#### Textabschnitt ####
Die Sondierbohrung Schafisheim mit Koordinaten 653 620/246 760 und einer Heereshöhe von 421 m (O.K. Terrain) liegt rund 13 km ostnordöstlich des abtauchenden Juragewölbes des Born-Engelberges, im Bereich der leicht gewellten, generell gegen SE einfallenden, mittelländischen Molasse. In die Molasse sind durch den Reussgletscher mehrere Tröge ausgehobelt worden, welche später durch mächtige Schotter und feinkörnige Seeablagerungen wieder aufgefüllt wurden.
 
Nach geologischer Prognose wird die Bohrung unter den ca. 180 m mächtigen Quartärablagerungen eine rund 1300 m mächtige Sedimentdecke durchfahren. Lithologisch besteht diese Abfolge aus Sand­ und Tonsteinen des Tertiärs (Untere Süsswassermolasse), Kalken, Mergeln und Tonen des Juras sowie Evaporiten, Tonen, Karbonaten und Sandsteinen der Trias. Es ist möglich, dass unter der Trias noch eine geringmächtige Permabfolge vorhanden ist. Das kristalline Grundgebirge soll vertikal über eine Strecke von rund 500 m durchbohrt werden.

Die Endteufe wird sich nach den angetroffenen geologischen und hydrogeologischen Verhältnissen richten, da aus der zu durchbohrenden Kristallin-Strecke genügend Daten für das regionale hydrogeologische Modell erbracht werden müssen.
#### Bereitgestelltes Material ####
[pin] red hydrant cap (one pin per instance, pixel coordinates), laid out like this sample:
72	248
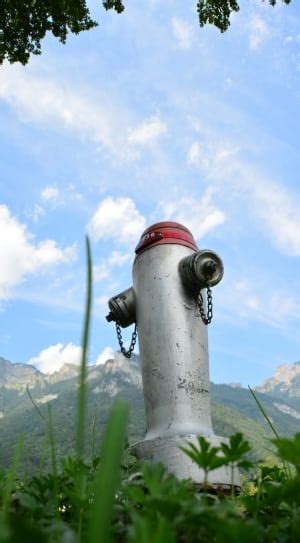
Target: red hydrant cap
####
## Zielsetzung
Schreiben Sie aus dem Text zur Sondierbohrung Schafisheim alles von „Nach geologischer Prognose“ bis hinunter zu „m durchbohrt werden.“ wortgetreu ab. Das Material hat mit dem Text zur Sondierbohrung Schafisheim nichts zu tun.

## Schriftliche Antwort
Nach geologischer Prognose wird die Bohrung unter den ca. 180 m mächtigen Quartärablagerungen eine rund 1300 m mächtige Sedimentdecke durchfahren. Lithologisch besteht diese Abfolge aus Sand­ und Tonsteinen des Tertiärs (Untere Süsswassermolasse), Kalken, Mergeln und Tonen des Juras sowie Evaporiten, Tonen, Karbonaten und Sandsteinen der Trias. Es ist möglich, dass unter der Trias noch eine geringmächtige Permabfolge vorhanden ist. Das kristalline Grundgebirge soll vertikal über eine Strecke von rund 500 m durchbohrt werden.